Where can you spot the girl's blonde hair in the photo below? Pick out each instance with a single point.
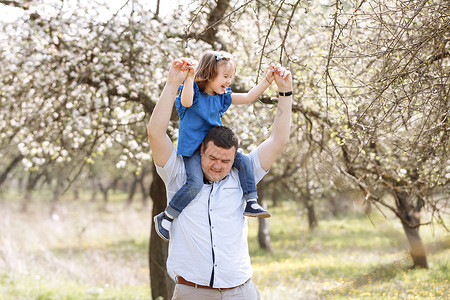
(208, 67)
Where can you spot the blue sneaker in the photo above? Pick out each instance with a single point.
(253, 209)
(162, 225)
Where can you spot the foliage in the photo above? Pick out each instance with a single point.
(97, 254)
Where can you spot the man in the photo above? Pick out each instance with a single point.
(208, 250)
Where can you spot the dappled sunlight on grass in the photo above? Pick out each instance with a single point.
(347, 258)
(89, 253)
(79, 252)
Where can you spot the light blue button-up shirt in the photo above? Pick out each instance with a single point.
(208, 241)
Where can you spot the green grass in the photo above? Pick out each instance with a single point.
(90, 253)
(346, 258)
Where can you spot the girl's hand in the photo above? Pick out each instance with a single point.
(181, 68)
(270, 76)
(283, 79)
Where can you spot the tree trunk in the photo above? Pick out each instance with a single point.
(263, 223)
(312, 219)
(275, 196)
(32, 181)
(132, 191)
(161, 284)
(56, 195)
(410, 218)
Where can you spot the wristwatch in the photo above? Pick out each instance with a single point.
(285, 93)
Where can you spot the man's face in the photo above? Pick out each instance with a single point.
(216, 162)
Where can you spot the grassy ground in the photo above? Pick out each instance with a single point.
(81, 252)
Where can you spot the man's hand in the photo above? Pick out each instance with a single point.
(283, 79)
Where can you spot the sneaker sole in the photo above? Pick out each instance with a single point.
(258, 215)
(160, 235)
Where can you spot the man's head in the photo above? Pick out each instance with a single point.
(218, 151)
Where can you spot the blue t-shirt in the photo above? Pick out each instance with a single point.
(195, 121)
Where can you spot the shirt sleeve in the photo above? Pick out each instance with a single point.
(226, 101)
(182, 109)
(171, 169)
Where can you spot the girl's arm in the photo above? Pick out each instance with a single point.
(255, 92)
(187, 95)
(160, 142)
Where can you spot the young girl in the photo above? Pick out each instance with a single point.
(205, 96)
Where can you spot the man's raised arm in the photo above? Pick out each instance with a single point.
(160, 142)
(269, 150)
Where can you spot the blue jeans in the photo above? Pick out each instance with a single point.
(194, 181)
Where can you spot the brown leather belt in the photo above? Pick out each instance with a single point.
(181, 280)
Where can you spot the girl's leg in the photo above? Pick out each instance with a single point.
(246, 176)
(184, 196)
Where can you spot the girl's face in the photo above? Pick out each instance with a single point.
(223, 79)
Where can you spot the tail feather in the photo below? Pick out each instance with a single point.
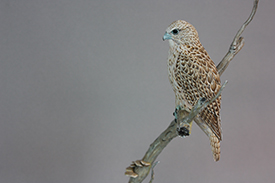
(215, 145)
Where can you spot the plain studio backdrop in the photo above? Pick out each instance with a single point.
(84, 90)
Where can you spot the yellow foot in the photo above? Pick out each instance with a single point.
(130, 170)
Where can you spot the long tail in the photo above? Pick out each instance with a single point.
(215, 145)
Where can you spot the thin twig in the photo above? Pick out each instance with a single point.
(237, 43)
(171, 132)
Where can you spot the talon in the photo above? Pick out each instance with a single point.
(144, 163)
(138, 163)
(130, 172)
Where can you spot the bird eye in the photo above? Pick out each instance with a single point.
(175, 31)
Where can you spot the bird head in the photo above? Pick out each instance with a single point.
(181, 32)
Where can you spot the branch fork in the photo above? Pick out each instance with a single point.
(139, 169)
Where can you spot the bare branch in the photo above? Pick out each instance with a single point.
(141, 168)
(165, 137)
(237, 44)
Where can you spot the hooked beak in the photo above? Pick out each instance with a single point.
(166, 36)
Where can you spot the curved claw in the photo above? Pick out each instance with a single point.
(130, 170)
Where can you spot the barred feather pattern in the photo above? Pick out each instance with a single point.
(193, 75)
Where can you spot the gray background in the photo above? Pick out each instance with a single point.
(84, 91)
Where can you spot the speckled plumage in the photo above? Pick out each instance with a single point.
(193, 75)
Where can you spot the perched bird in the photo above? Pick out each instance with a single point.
(193, 75)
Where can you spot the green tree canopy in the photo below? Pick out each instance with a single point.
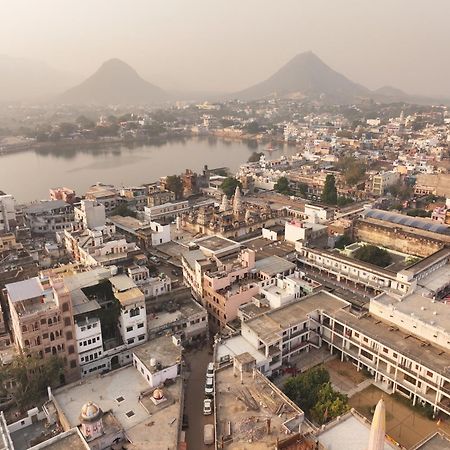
(329, 193)
(228, 186)
(282, 186)
(313, 392)
(374, 255)
(32, 375)
(353, 170)
(174, 183)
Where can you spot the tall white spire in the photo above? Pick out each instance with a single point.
(237, 201)
(378, 428)
(225, 205)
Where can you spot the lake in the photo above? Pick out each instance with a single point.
(28, 175)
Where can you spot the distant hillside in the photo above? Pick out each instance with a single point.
(25, 79)
(115, 82)
(306, 75)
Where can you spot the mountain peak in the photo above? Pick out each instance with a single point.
(307, 76)
(114, 82)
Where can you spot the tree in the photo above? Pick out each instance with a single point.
(174, 183)
(329, 405)
(255, 156)
(329, 193)
(353, 170)
(32, 375)
(303, 190)
(282, 186)
(313, 392)
(252, 127)
(228, 186)
(374, 255)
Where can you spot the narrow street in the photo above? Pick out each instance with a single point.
(197, 362)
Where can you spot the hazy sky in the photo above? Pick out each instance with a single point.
(228, 45)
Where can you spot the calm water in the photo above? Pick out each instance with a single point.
(28, 175)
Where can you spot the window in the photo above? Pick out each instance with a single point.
(134, 312)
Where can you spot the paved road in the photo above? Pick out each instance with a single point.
(198, 361)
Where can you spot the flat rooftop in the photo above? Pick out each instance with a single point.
(265, 247)
(272, 265)
(24, 290)
(232, 400)
(437, 441)
(162, 349)
(119, 392)
(351, 432)
(269, 326)
(421, 308)
(216, 244)
(391, 336)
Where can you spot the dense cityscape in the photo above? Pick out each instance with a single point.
(262, 269)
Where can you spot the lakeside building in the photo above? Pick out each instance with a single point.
(229, 220)
(42, 320)
(51, 216)
(90, 214)
(100, 246)
(63, 193)
(7, 212)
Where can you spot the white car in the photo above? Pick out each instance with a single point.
(209, 386)
(210, 371)
(207, 407)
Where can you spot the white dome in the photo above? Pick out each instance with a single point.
(90, 412)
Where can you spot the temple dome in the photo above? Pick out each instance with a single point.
(90, 412)
(158, 394)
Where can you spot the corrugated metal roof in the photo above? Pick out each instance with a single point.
(23, 290)
(414, 222)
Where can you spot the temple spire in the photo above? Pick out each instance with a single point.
(378, 428)
(237, 201)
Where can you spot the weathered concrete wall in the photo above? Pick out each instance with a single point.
(395, 238)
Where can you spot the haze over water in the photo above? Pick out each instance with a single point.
(29, 175)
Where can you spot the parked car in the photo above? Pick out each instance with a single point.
(207, 406)
(209, 386)
(208, 434)
(154, 260)
(210, 370)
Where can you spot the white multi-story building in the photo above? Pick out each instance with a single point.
(88, 334)
(133, 314)
(166, 210)
(407, 354)
(90, 214)
(49, 217)
(7, 212)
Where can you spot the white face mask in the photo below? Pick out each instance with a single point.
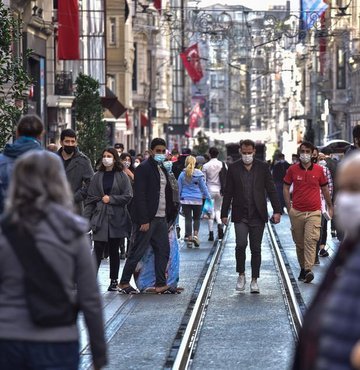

§ **Objective**
Return each line of the listing above that contains the word "white". Only matches with the same capitalization count.

§ **Result below**
Where can you spot the tall white spire in the photo above? Pick out each instance with a single point.
Where can you spot the white car in the photo above? Pick out each instance with a single point.
Where can you spot the white dome in the photo above? Pick out each instance with a single point.
Where can you spot the white multi-story building in the photo above? Pick out each instance with a single point.
Where can you spot the white face mask in the photo below? Pick out each instance with a single point.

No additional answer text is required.